• **SET EXERCISE**:
Pick out every line in the data below that contains the string "haze", and copy each of those lines in full.

# RECORD SET start

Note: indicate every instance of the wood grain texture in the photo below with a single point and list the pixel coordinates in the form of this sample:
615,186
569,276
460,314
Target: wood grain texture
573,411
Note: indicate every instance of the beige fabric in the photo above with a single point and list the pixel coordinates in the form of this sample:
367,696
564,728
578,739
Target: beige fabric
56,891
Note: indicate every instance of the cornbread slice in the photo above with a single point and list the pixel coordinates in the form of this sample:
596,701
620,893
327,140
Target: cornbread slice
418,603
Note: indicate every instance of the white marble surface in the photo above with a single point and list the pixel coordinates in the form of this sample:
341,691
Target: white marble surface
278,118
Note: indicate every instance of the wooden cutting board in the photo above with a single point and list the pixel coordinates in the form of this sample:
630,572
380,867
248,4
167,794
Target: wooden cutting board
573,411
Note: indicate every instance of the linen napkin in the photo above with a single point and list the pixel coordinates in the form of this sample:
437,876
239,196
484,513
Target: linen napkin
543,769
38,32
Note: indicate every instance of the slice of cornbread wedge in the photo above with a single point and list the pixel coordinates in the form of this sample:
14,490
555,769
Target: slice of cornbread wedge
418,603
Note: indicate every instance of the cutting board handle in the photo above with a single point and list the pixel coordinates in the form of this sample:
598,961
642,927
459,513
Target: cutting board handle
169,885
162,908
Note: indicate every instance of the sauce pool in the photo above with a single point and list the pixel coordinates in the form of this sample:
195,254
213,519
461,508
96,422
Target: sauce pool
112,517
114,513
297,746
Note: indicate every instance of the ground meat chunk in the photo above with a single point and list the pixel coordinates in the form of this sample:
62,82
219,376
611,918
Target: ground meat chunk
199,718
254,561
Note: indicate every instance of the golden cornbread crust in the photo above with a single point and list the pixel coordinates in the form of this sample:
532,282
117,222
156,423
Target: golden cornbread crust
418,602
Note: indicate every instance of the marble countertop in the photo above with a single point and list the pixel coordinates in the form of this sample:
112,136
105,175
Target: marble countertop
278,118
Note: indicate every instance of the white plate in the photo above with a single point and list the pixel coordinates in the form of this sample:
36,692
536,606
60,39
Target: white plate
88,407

# RECORD SET end
# RECORD SET start

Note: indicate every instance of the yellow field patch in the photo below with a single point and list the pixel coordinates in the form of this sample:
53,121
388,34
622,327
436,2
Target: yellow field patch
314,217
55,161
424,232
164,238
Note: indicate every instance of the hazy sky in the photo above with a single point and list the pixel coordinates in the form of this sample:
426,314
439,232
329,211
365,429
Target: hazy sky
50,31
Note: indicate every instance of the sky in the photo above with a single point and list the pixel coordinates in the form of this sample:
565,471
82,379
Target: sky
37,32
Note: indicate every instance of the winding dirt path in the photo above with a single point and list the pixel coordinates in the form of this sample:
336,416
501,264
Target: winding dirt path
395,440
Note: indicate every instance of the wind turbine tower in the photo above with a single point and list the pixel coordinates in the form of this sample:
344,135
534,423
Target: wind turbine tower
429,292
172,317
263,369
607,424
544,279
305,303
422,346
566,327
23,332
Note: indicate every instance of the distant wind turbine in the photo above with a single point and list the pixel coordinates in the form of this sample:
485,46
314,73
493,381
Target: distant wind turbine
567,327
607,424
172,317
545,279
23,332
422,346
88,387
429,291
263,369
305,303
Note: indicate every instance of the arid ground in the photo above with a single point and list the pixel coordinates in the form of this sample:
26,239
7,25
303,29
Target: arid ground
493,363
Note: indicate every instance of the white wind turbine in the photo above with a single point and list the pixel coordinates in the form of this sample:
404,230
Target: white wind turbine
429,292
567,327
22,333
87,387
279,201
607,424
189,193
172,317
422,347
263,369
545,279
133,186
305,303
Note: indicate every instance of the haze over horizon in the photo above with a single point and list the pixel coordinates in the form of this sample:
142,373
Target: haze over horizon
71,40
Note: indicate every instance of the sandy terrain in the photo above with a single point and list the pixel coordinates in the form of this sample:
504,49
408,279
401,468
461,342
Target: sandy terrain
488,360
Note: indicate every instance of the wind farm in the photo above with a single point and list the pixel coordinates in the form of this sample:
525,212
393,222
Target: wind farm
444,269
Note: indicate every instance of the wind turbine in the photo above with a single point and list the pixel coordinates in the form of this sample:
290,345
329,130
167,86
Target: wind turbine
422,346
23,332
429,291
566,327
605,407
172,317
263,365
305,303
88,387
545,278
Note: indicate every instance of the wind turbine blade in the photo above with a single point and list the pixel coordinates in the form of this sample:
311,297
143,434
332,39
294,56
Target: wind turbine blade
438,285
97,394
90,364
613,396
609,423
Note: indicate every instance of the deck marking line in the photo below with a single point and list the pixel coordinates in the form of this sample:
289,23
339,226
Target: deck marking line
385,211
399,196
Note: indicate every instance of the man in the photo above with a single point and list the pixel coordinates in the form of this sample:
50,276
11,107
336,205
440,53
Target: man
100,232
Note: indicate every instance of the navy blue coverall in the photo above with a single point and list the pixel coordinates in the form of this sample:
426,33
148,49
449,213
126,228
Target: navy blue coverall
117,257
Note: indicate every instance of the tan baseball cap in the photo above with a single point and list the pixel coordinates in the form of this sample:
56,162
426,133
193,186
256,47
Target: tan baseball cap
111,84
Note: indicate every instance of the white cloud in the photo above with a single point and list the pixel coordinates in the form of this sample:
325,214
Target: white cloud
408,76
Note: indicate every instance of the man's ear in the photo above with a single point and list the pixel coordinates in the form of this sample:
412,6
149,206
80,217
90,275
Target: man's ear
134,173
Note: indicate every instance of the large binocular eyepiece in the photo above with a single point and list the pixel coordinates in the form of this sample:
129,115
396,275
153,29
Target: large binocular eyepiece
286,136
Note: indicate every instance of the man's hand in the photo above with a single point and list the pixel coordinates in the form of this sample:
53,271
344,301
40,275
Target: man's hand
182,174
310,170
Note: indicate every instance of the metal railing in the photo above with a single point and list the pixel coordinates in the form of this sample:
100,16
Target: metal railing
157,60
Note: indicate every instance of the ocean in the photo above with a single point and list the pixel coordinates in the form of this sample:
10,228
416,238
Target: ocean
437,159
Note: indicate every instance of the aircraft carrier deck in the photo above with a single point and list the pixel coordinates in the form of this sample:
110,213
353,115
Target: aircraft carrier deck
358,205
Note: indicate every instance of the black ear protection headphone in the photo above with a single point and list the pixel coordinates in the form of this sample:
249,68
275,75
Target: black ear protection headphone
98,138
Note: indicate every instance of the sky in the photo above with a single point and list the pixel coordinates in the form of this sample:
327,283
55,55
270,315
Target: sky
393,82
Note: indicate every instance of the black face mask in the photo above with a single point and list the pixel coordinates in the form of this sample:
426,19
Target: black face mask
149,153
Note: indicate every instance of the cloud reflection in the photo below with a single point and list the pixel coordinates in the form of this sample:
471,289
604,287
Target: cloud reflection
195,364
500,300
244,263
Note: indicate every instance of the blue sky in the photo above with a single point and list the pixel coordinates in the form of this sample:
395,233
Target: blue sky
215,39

# RECORD SET end
# RECORD SET start

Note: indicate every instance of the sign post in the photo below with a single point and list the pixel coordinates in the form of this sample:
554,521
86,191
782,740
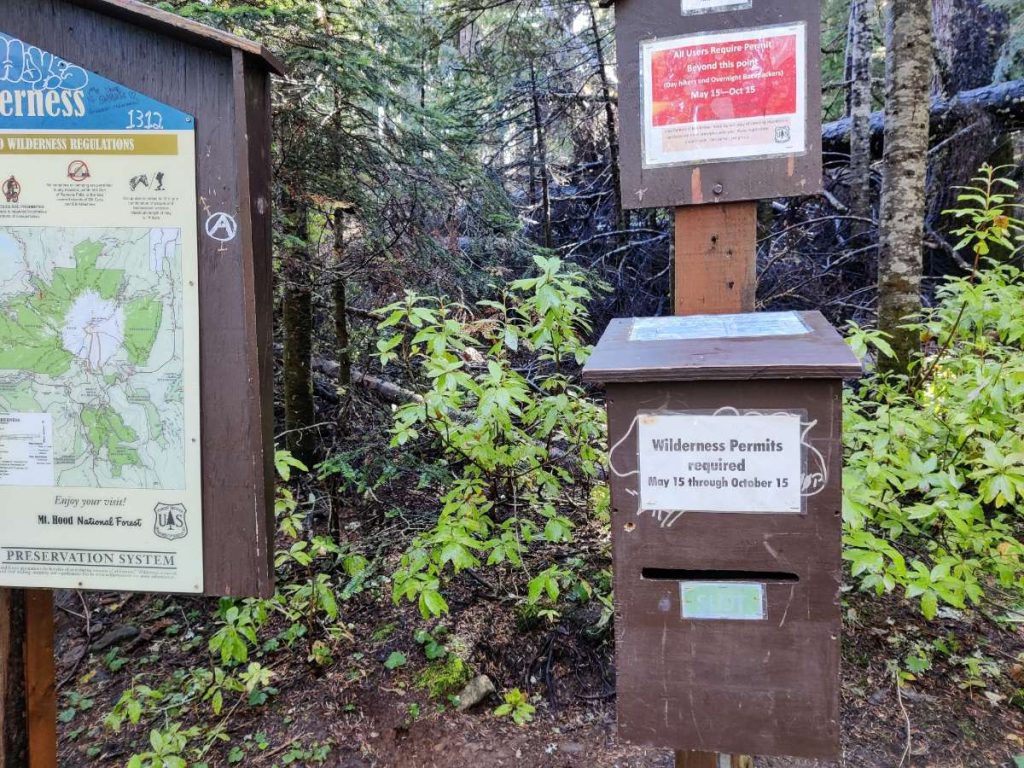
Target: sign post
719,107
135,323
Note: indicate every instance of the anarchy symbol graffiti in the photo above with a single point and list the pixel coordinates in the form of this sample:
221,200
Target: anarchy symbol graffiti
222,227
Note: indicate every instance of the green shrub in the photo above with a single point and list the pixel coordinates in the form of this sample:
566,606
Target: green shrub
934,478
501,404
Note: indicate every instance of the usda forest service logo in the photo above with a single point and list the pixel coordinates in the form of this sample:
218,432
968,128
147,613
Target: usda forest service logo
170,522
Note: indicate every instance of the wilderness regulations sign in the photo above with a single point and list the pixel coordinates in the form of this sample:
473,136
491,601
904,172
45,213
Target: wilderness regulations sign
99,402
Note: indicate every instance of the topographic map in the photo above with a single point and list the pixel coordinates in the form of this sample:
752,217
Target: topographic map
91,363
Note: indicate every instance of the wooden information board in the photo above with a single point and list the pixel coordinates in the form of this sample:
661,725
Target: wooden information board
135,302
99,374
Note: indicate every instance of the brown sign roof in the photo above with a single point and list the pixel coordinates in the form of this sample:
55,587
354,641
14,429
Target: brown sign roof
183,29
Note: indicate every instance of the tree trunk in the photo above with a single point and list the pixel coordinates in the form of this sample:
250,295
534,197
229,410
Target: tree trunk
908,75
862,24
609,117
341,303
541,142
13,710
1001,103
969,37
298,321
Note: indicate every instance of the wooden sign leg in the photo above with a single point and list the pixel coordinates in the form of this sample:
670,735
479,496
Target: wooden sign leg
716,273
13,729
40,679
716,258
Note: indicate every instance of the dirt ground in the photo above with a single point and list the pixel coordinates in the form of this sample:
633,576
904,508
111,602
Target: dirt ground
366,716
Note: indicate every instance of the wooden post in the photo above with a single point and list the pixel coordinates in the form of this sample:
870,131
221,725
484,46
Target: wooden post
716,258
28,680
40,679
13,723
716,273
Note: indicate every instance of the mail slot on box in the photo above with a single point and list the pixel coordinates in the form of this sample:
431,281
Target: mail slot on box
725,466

# RECORD SET end

• **EXERCISE RESPONSE**:
Note: indicate every instance of the haze over horizon in the photo above with a single point and list the pixel coordinates in the form of this sample:
Target: haze over horizon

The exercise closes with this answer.